## Problem to solve
Convert all of the rows below into a JSON list of strings, with one string per line and any blank lines omitted.

»»

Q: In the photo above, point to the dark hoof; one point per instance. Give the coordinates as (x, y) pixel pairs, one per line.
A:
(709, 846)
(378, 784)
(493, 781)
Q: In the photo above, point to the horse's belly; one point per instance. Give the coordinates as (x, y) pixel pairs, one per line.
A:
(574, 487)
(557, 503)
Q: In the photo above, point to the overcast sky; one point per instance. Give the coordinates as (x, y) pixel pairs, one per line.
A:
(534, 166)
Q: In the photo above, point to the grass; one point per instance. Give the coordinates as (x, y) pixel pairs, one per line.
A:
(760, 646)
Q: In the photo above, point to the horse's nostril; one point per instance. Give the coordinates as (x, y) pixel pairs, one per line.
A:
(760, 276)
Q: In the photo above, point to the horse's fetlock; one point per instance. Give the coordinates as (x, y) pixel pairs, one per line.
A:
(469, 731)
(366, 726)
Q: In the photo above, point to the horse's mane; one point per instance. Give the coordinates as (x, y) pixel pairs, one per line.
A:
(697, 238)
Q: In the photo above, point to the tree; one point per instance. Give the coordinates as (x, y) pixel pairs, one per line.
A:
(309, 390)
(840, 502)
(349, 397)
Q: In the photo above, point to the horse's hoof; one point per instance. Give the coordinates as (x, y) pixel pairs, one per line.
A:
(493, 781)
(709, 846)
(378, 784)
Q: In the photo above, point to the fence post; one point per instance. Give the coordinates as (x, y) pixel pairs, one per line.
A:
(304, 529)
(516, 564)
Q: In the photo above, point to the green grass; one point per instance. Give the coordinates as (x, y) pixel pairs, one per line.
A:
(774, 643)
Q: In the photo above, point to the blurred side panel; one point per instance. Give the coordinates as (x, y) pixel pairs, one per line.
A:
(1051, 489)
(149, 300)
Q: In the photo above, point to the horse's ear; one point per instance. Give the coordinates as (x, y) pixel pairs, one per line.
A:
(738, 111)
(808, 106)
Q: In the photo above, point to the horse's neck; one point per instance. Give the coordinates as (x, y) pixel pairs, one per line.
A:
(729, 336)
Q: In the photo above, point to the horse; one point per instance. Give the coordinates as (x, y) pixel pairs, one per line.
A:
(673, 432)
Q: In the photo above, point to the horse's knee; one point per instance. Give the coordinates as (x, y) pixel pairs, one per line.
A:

««

## Task response
[
  "Q: In the photo above, point to the dark hoof; one point per instance. Give the coordinates as (x, y) pixel pairs, one per line.",
  "A:",
  "(709, 846)",
  "(378, 784)",
  "(493, 781)",
  "Q: In the photo above, point to the horse's belly; one point per instance. Give the coordinates as (x, y) pixel pairs, one per line.",
  "A:",
  "(574, 487)",
  "(557, 503)",
  "Q: In the photo above, point to the overcast sky; one point per instance. Give the coordinates as (x, y) pixel pairs, one per line.",
  "A:",
  "(534, 166)",
  "Q: In the photo above, point to the grass; one point per instance. Give the coordinates as (x, y) pixel pairs, one per line.",
  "A:",
  "(760, 646)",
  "Q: In the photo above, point to the horse's nostril; one point per instance. Give the coordinates as (x, y) pixel pairs, one per line.",
  "A:",
  "(760, 276)",
  "Q: In the photo above, point to the horse's fetlock; one point per instance. Give the coordinates as (x, y) pixel pairs, one per line.",
  "A:",
  "(469, 731)",
  "(366, 726)",
  "Q: In the photo above, point to the horse's mane; one point per instance. Give the coordinates as (x, y) pixel pairs, one per line.",
  "A:",
  "(697, 238)",
  "Q: In the photo above, point to the tree; one point per instance. Give the coordinates as (x, y) pixel pairs, one per line.",
  "A:",
  "(309, 390)",
  "(840, 502)",
  "(349, 397)",
  "Q: In the photo above, point to the horse's hoof; one point per instance. Give the coordinates as (x, y) pixel pairs, one per line.",
  "A:",
  "(493, 781)",
  "(709, 846)",
  "(378, 784)",
  "Q: In the photo above, point to the fence post; one point per instance. Give the coordinates as (x, y) pixel pairs, one per line.",
  "A:",
  "(304, 529)",
  "(516, 564)",
  "Q: In the photo above, point to the green grass; one point per instance. Give the coordinates as (x, y) pixel pairs, one per line.",
  "A:",
  "(774, 643)",
  "Q: In the photo above, point to the blurred side panel; one point per instance. Give the coordinates as (x, y) pixel pairs, one per line.",
  "A:",
  "(1051, 489)",
  "(149, 300)",
  "Q: In the photo above, point to the horse's ear; one point per instance. Give the coordinates as (x, y) pixel pairs, one per line.",
  "A:",
  "(738, 111)",
  "(808, 106)",
  "Q: In the photo above, point to the horse's neck; one point per instance. Give the coordinates as (x, y) pixel pairs, one per line.",
  "A:",
  "(729, 336)",
  "Q: In the photo above, point to the horse; one point per instance. Give the coordinates as (x, y) pixel pairs, one per line.",
  "A:",
  "(673, 432)",
  "Q: In the photo above, point to the horse's knee; one point per instance. Give the coordinates as (x, y) pixel pairs, one per line.",
  "A:"
]